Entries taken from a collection
* * * * * * *

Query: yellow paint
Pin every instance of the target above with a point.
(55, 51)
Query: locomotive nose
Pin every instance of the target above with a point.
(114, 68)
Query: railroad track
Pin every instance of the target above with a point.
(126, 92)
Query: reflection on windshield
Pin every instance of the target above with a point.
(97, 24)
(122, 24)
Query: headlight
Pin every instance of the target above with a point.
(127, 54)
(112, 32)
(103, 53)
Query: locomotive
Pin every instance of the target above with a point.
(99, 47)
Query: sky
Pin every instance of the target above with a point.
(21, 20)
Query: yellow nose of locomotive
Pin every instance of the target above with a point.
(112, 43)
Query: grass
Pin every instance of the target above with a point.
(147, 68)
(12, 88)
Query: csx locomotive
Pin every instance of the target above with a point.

* * * * * * *

◆ EXERCISE DETAILS ◆
Search the data above for the word "nose" and show every line that has it.

◆ SOLUTION FOR THIS TASK ◆
Query: locomotive nose
Query: yellow nose of locomotive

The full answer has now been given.